• [Tarea a realizar]: Cuenta las líneas de los datos que contienen la palabra "blue", distinguiendo entre mayúsculas y minúsculas. Responde solo con el número.

• [Datos]:
◆ ◆ ◆ ◆
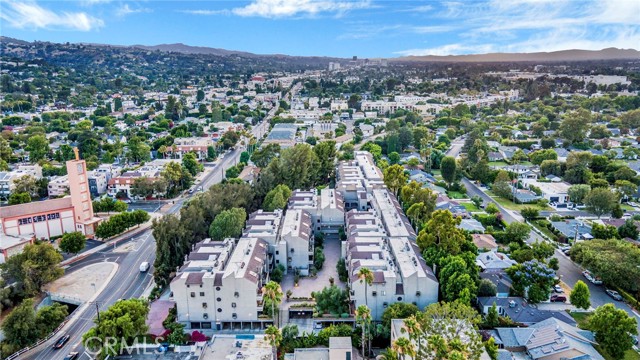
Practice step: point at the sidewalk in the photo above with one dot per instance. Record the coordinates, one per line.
◆ ◆ ◆ ◆
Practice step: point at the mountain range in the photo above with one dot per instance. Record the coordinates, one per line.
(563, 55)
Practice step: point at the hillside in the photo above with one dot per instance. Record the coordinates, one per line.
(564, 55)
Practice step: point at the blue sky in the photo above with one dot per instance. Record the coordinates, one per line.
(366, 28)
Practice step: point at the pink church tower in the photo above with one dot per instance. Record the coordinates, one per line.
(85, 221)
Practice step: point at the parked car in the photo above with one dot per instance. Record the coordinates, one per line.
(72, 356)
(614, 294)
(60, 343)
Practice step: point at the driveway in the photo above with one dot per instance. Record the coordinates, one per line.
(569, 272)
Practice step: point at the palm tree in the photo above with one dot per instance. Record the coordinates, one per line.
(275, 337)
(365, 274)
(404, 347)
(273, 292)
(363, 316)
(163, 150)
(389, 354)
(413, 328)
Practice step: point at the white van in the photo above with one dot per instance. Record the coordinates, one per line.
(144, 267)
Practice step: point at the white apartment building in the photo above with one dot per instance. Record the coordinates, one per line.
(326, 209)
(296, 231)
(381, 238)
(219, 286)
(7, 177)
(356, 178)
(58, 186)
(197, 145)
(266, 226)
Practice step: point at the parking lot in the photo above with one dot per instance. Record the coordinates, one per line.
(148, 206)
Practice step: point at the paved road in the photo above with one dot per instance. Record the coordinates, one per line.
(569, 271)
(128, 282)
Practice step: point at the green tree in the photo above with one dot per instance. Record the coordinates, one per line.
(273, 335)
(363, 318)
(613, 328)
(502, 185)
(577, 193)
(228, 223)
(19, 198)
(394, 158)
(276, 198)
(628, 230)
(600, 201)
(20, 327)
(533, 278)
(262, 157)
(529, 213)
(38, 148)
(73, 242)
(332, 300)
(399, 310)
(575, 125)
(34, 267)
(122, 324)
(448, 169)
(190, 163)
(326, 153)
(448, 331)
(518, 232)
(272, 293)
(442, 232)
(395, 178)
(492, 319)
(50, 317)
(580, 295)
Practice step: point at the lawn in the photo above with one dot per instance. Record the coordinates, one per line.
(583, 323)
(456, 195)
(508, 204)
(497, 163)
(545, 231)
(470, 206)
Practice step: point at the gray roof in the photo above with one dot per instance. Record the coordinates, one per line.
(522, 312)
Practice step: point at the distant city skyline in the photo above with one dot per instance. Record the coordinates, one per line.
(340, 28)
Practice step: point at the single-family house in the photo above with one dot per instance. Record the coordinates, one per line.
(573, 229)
◆ ◆ ◆ ◆
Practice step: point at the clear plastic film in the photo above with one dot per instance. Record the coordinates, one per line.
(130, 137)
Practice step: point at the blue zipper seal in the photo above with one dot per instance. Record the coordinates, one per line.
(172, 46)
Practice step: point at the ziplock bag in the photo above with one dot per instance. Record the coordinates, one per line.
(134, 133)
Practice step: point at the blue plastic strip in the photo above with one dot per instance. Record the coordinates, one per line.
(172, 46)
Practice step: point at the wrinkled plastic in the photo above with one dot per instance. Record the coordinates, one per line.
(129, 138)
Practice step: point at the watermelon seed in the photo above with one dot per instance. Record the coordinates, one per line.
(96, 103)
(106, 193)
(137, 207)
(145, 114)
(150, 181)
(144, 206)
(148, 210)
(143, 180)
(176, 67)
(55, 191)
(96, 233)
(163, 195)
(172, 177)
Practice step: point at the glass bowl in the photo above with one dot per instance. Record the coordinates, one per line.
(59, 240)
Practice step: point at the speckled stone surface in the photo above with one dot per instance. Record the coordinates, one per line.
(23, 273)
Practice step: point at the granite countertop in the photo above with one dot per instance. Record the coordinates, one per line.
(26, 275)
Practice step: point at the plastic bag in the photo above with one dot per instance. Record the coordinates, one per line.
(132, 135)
◆ ◆ ◆ ◆
• [Resultado]: 3